Image object location entries
********
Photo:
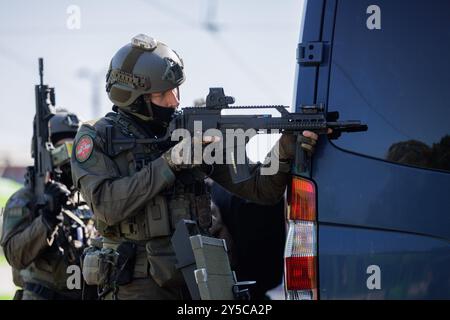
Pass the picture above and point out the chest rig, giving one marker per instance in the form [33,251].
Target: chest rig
[187,198]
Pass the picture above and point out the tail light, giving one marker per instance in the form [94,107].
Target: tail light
[301,245]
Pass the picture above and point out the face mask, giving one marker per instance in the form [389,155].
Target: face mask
[66,175]
[162,114]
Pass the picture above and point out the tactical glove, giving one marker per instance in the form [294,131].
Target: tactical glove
[57,195]
[182,155]
[287,145]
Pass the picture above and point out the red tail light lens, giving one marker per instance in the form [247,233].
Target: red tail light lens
[303,200]
[301,273]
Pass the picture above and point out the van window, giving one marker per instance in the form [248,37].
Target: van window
[390,68]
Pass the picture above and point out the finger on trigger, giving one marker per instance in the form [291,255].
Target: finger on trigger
[307,147]
[310,134]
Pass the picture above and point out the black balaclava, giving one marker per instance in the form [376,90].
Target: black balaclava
[151,116]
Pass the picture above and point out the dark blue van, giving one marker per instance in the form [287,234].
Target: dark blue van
[370,218]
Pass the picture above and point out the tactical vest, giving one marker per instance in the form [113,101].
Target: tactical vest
[188,198]
[50,268]
[152,226]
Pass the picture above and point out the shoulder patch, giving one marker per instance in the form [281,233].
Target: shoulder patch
[84,148]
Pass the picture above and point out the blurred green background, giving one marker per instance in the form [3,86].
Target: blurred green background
[7,188]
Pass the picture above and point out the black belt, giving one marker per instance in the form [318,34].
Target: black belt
[46,293]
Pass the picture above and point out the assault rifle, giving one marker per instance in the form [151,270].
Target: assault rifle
[312,118]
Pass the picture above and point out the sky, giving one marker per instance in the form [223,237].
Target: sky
[249,49]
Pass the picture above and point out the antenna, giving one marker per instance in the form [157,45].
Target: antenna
[41,70]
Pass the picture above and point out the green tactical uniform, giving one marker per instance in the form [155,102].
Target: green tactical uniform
[35,263]
[29,241]
[136,197]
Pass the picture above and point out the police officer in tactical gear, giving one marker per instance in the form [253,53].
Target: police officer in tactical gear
[37,244]
[136,191]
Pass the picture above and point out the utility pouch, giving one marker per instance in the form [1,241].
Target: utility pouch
[162,260]
[125,263]
[180,209]
[157,216]
[204,215]
[98,265]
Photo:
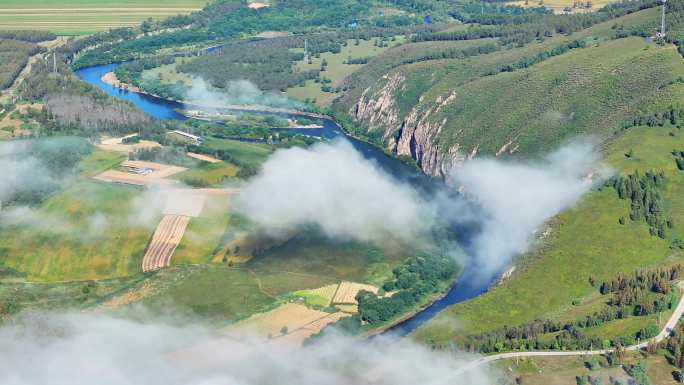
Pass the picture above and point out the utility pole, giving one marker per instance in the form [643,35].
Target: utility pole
[662,21]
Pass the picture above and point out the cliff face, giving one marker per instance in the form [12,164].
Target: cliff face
[415,134]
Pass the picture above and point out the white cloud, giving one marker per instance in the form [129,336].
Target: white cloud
[86,349]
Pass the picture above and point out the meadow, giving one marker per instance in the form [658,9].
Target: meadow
[337,68]
[538,106]
[86,231]
[82,17]
[559,6]
[586,241]
[243,152]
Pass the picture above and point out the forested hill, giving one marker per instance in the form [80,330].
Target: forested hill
[461,79]
[450,95]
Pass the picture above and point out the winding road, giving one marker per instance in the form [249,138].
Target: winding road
[669,327]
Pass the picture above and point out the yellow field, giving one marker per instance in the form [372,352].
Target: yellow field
[79,17]
[558,6]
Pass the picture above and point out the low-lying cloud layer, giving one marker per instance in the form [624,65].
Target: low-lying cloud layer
[334,188]
[96,349]
[517,198]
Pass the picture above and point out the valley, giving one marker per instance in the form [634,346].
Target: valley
[491,188]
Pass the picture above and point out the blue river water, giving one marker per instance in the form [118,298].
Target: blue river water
[469,284]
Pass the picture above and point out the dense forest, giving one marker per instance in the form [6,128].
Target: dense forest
[14,55]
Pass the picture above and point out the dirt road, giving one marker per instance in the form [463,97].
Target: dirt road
[669,326]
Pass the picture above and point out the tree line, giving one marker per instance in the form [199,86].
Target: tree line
[643,293]
[522,29]
[646,200]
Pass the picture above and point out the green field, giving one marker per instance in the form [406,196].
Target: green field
[204,233]
[207,174]
[80,17]
[87,231]
[585,241]
[222,293]
[337,69]
[99,161]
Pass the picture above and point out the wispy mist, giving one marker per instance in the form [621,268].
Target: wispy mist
[236,92]
[90,349]
[334,188]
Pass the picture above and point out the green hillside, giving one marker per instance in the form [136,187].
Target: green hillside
[585,243]
[529,98]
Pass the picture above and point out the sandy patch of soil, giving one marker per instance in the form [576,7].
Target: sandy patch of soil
[166,238]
********
PROBLEM TO SOLVE:
Copy the lines exactly, beginning with the line that contains "Pass the picture above and point out the sandy" and continuing through the last line of the records.

ANSWER TO THIS PROBLEM:
Pass the picture above and point out the sandy patch of soil, giving one marker per instance in the form [576,7].
Target: sandy patch of soil
[166,238]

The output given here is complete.